> WORK ITEM
The full listing must be reproduced exactly as given.

> EXCERPTED DATA
.....
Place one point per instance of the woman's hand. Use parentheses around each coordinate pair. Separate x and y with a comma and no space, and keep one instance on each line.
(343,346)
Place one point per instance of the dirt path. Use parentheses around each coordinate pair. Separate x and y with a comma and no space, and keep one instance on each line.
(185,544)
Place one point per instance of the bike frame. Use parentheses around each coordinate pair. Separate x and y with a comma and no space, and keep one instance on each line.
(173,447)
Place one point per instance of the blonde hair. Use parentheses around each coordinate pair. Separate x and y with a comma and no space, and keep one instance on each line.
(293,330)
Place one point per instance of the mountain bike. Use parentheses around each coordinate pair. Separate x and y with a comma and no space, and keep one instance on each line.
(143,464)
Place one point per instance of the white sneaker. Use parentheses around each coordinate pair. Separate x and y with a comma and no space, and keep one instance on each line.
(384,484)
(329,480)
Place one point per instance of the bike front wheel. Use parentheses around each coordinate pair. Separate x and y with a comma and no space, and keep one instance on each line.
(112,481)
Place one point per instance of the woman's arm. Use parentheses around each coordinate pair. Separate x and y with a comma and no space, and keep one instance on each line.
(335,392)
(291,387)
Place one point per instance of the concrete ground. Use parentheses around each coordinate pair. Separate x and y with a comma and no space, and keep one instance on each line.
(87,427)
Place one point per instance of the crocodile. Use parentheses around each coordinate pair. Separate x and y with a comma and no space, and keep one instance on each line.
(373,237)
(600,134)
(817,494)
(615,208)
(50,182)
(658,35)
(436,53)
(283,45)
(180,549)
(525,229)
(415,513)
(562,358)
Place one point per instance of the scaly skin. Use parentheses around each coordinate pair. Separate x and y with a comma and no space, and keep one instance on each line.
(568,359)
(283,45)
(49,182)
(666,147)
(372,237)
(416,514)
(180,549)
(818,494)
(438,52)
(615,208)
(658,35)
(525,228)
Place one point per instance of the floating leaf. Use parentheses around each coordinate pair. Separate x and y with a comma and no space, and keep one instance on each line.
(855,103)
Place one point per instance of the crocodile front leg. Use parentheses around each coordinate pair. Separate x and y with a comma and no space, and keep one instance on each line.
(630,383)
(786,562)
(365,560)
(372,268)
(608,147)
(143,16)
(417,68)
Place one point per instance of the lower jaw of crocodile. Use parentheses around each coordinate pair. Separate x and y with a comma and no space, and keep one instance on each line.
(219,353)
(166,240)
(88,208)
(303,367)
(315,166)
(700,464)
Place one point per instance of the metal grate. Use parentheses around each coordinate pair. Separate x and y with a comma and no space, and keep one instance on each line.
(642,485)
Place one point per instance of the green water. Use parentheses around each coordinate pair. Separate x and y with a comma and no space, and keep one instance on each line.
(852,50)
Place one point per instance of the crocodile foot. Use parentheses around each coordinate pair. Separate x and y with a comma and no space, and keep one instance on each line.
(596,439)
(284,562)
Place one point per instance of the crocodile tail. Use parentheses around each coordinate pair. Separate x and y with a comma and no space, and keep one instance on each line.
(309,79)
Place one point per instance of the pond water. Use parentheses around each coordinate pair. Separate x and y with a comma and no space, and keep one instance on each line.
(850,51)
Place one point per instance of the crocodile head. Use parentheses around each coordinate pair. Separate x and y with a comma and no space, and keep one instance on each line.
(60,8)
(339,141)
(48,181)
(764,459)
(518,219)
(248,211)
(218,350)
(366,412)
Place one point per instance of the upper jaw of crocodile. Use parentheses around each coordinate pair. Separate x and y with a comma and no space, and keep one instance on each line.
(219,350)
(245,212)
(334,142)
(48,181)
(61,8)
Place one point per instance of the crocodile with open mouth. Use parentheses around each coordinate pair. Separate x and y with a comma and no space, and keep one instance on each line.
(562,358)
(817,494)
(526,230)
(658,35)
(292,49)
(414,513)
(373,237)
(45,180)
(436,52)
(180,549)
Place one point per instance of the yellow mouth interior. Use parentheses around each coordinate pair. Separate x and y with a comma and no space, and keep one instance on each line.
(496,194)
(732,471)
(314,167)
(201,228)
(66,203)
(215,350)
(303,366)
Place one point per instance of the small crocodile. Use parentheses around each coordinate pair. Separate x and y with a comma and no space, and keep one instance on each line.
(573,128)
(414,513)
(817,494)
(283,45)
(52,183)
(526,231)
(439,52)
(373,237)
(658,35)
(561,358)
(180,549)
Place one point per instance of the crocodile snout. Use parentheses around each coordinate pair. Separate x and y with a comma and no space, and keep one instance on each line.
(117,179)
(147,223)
.....
> REPLY TO THE EXERCISE
Place one point per instance of the woman's hand. Use parentheses around each coordinate pair. Separate x and y with a comma and no space, and keep one instance on each line.
(343,346)
Place one point per instance of the dirt path. Use parentheses around each coordinate pair. Separate x and y with a comma and no space, and keep one instance on each line.
(185,544)
Place one point per instance of the bike frame. Use parentheses around each coordinate pair. Separate x and y with a comma and no space, and keep one instance on each line.
(173,447)
Place one point per instance of the blonde hair. Use parentheses around each coordinate pair. Separate x and y with a comma and no space, and keep one instance on each line.
(293,330)
Place one point per instance of the mountain bike. Use parentheses around each coordinate pair. Separate x and y with a comma and no space, and keep one instance on each line.
(143,464)
Place one point per instance of the white sneaker. Use parentheses around each coordinate pair. Separate x and y with a comma and no space, and keep one instance on each line.
(384,484)
(329,480)
Place one point per instance of the bike front wheel. Use parentheses around each coordinate pair. Separate x and y with a comma and no space, and keep one instance on each line.
(112,481)
Place one point per instance of the woman's arm. Use parentheses around each coordinate pair. Separate x and y with a comma and no space, and keep one instance on each line.
(335,392)
(291,387)
Place one point per instance of the concrete ground. Use parentheses around each coordinate pair. Separate x and y with a comma and no space, and keep one instance on each line.
(87,427)
Place one point per instance of the crocodile. Use parentheses around each coordinate pair. Separate x and y with a comma and no space, and keep one instance on each line.
(373,237)
(600,134)
(817,494)
(615,208)
(50,182)
(658,35)
(436,53)
(283,45)
(180,549)
(525,229)
(415,513)
(562,358)
Place one point per instance of the scaly skin. Use parentheses around each coordinate pair. Separate x and y with a comma and no space, and keep one instance on each line.
(568,359)
(283,45)
(49,182)
(666,147)
(372,237)
(416,514)
(180,549)
(818,494)
(438,52)
(615,208)
(658,35)
(525,228)
Place one point per instance of the floating leaf. Use parentheses around each coordinate pair. Separate x and y with a comma and no space, and keep one instance on each line.
(855,103)
Place one point per instance of the crocodile front leg. Use parentheses around each coordinate pair. Separate x and y with a comma and no space, and keep one instance on each line.
(630,383)
(786,562)
(365,560)
(372,268)
(608,147)
(143,16)
(417,68)
Place one point per instance of the lower jaw of crocodile. Use parentheses around each coordinate pair. Separate x and y with a comma and no space, and keep one instance on each line.
(219,353)
(166,240)
(88,208)
(303,367)
(315,166)
(700,464)
Place one point per instance of the metal grate. Use parentheses around each coordinate pair. Separate x and y with a comma and no space, and keep one instance on each line.
(642,485)
Place one point per instance of the green water. Use parentheses around each coordinate pair. Separate x and y with a comma and no space, and keep one instance on each line.
(852,50)
Place one point per instance of the crocodile foot. Use parentheses around each coordinate pair. Separate x and y with a comma and no space, and keep one instance on each line.
(596,439)
(284,562)
Place one point per instance of the crocodile tail. Use parentheses around each coordinate pair. Separate x and y with a comma and no space, and keep one instance on each line.
(309,79)
Place one point per instance of the pond water. Use parentheses around each coordinate pair. Separate x and y with a comma and no space, and keep one instance on each line.
(850,51)
Place one point per instance of the crocodile head. Use parentheses around each coordinate pair. Separate x and y with a comma and no space, and keep one instance on each line.
(60,8)
(339,141)
(48,181)
(764,459)
(518,219)
(248,211)
(218,350)
(366,412)
Place one point per instance of the upper jaw of crocodile. Use parentheses around each coordinate pair. Separate x and y with a comma and no space, and keep one instance on each line.
(219,350)
(245,212)
(334,142)
(48,181)
(61,8)
Place one point per instance of the crocodile with open mouth. Use parentheses around each coordinate pair. Separate x and y with a comma and no space, and keep one instance on each line.
(562,358)
(817,494)
(526,230)
(658,35)
(292,49)
(414,513)
(373,237)
(45,180)
(436,52)
(180,549)
Place one point per instance of the yellow mouth interior. Use parentheses around each coordinate pair. Separate x and y with a comma and no space, and keep one instance on each line.
(496,194)
(732,471)
(314,167)
(201,228)
(66,203)
(215,350)
(303,366)
Place one point per instance of the small crocodile. Use parentheses around each coordinate pair. Separate x and y with a comma and no space, and keep one instance on each line.
(573,128)
(414,513)
(817,494)
(283,45)
(52,183)
(526,231)
(439,52)
(373,237)
(658,35)
(561,358)
(180,549)
Place one point per instance of the crocodile snout. Use parentheses around each coordinate pair. Separate x and y with a comma and no space, and keep one instance on each line.
(117,179)
(147,223)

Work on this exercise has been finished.